Begin Record set
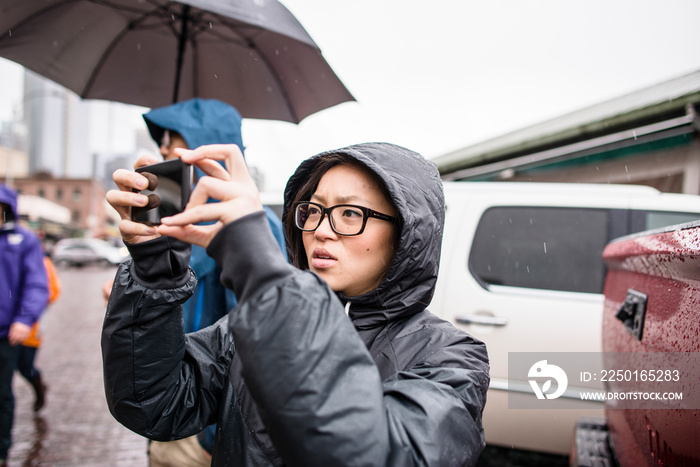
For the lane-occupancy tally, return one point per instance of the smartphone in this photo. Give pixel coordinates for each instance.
(169, 188)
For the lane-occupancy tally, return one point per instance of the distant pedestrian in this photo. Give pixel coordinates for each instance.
(30, 347)
(23, 297)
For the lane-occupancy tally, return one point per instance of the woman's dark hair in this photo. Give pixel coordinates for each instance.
(296, 252)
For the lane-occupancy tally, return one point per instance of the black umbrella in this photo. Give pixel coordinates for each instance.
(253, 54)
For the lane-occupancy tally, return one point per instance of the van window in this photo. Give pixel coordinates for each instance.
(645, 220)
(541, 248)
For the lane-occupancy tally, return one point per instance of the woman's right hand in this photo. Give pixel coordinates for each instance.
(123, 199)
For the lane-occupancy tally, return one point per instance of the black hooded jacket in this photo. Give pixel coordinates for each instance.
(289, 377)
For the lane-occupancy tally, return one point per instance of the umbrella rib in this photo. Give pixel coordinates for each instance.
(31, 17)
(248, 42)
(131, 25)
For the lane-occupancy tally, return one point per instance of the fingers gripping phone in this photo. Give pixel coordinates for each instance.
(169, 187)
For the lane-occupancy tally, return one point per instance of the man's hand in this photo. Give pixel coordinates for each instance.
(18, 333)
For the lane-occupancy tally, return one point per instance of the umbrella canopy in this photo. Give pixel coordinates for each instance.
(253, 54)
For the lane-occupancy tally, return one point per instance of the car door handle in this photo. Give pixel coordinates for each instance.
(481, 319)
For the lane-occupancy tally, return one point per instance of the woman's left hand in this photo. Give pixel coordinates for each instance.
(234, 187)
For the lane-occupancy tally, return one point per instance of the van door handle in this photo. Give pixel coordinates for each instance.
(481, 319)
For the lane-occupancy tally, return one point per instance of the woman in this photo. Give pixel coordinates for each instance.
(335, 362)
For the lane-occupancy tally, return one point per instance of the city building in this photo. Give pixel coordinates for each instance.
(90, 215)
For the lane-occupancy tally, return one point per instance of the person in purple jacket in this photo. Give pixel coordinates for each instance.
(23, 297)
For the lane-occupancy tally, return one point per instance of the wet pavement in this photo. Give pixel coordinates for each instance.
(75, 427)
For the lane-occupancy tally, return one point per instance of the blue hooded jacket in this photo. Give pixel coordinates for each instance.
(200, 122)
(23, 286)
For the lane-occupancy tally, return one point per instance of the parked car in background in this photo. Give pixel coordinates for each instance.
(522, 270)
(82, 251)
(651, 318)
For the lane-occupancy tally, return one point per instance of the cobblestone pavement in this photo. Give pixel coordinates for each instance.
(75, 427)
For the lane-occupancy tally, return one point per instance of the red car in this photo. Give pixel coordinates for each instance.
(651, 344)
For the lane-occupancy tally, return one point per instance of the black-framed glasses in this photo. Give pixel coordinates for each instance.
(345, 219)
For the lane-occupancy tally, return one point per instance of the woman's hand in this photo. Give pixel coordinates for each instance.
(234, 187)
(123, 199)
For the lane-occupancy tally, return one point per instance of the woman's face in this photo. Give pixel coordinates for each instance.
(351, 265)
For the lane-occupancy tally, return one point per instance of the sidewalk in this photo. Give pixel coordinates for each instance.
(75, 427)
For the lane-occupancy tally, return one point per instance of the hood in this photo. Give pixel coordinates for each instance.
(199, 121)
(9, 196)
(416, 190)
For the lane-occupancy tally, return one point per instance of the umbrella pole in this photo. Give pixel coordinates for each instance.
(181, 50)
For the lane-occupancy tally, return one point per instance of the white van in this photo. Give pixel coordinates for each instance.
(521, 269)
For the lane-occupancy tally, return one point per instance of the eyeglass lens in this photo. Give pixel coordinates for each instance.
(345, 220)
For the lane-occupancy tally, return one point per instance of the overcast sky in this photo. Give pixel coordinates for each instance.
(437, 76)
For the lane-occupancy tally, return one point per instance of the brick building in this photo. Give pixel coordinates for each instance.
(84, 197)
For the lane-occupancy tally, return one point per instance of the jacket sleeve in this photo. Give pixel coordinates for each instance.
(318, 389)
(158, 382)
(35, 289)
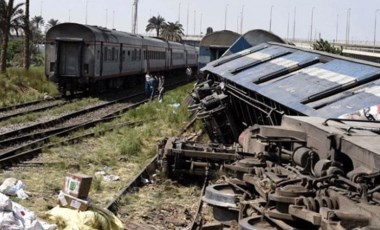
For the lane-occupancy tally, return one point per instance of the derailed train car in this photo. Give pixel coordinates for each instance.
(280, 119)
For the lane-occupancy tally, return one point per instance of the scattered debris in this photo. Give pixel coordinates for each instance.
(16, 217)
(106, 176)
(96, 218)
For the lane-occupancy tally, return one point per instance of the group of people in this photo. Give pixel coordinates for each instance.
(154, 84)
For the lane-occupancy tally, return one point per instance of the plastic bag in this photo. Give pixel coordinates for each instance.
(13, 187)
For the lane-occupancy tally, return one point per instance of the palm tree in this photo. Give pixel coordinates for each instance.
(155, 23)
(52, 22)
(26, 37)
(38, 21)
(172, 31)
(8, 13)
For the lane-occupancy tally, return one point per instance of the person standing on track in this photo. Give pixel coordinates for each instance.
(147, 83)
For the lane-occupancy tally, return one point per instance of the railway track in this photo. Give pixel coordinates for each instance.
(146, 173)
(37, 106)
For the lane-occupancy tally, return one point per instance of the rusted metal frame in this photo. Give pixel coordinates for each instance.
(197, 223)
(348, 120)
(249, 103)
(151, 163)
(203, 155)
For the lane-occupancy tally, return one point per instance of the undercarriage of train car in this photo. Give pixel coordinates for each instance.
(286, 171)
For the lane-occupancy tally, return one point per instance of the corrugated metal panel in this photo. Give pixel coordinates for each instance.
(312, 83)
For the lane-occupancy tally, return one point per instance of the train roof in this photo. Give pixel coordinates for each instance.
(310, 82)
(253, 38)
(219, 39)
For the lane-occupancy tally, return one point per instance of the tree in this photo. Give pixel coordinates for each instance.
(323, 45)
(38, 21)
(155, 23)
(172, 31)
(8, 12)
(26, 37)
(17, 21)
(52, 22)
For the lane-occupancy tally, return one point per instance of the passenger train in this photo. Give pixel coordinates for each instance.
(83, 57)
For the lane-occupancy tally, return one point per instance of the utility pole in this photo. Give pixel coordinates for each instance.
(374, 34)
(348, 25)
(200, 25)
(337, 28)
(294, 23)
(187, 21)
(134, 21)
(311, 24)
(195, 19)
(287, 31)
(225, 17)
(179, 12)
(106, 18)
(113, 19)
(85, 22)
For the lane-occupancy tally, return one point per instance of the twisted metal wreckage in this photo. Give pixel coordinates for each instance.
(303, 160)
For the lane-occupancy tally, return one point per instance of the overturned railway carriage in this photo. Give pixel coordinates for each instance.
(302, 162)
(82, 57)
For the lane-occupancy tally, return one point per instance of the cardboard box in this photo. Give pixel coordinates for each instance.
(77, 185)
(68, 201)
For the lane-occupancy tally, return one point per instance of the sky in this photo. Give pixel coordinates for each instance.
(196, 15)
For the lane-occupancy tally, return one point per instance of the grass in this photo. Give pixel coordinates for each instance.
(66, 108)
(124, 151)
(19, 85)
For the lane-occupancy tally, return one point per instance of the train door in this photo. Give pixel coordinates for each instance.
(69, 58)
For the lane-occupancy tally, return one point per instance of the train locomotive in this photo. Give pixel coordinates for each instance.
(291, 135)
(84, 57)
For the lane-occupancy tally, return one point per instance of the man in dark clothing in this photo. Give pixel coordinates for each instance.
(161, 82)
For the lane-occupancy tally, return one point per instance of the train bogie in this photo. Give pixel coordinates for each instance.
(80, 57)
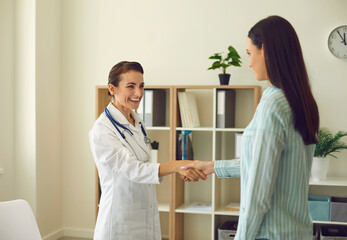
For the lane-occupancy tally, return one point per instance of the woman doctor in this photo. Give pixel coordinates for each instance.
(119, 143)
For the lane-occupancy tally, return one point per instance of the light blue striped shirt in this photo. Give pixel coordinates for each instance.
(275, 167)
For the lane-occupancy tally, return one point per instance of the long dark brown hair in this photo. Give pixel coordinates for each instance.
(286, 70)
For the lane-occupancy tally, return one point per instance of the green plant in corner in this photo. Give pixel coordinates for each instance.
(231, 59)
(329, 143)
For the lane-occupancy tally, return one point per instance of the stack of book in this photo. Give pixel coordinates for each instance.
(225, 108)
(188, 110)
(152, 108)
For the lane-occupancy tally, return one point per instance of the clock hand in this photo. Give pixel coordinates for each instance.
(343, 40)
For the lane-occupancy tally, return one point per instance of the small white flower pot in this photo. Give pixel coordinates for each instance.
(319, 169)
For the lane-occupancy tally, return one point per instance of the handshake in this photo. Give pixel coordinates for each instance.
(192, 171)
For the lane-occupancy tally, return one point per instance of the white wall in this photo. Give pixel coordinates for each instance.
(30, 102)
(173, 40)
(48, 116)
(24, 102)
(6, 98)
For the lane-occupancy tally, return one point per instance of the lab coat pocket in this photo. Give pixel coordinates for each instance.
(133, 224)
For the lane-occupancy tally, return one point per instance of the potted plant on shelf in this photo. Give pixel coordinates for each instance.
(327, 144)
(231, 59)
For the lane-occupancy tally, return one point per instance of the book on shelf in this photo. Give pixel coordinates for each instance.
(225, 108)
(200, 206)
(152, 108)
(233, 206)
(184, 148)
(188, 110)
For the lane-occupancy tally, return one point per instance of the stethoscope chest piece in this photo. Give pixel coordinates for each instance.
(116, 124)
(148, 140)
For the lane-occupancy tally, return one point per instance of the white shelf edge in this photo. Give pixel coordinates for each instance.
(163, 207)
(330, 222)
(195, 129)
(331, 181)
(158, 128)
(230, 129)
(183, 209)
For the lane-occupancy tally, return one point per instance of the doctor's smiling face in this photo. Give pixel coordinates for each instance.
End Record set
__Directions for this task__. Copy out the lines of the data word for word, starting at the line with "of the stethoscope" and running through the end of the data.

__In response__.
For the lane-occupancy tally, return one point per instance of the stethoscope chest piece in this photo. Give pixel coordinates for each instance.
(116, 124)
(148, 140)
For the lane-occupancy tally, return one point per instance of the white shelf edge in this photo. Give pixel coordinates for each instance.
(163, 207)
(330, 222)
(195, 129)
(331, 181)
(158, 128)
(230, 129)
(183, 209)
For the lane-occupancy tally, return one point per instance of the doctor's smiling face in this photo. Give pixel coordinates for each instance.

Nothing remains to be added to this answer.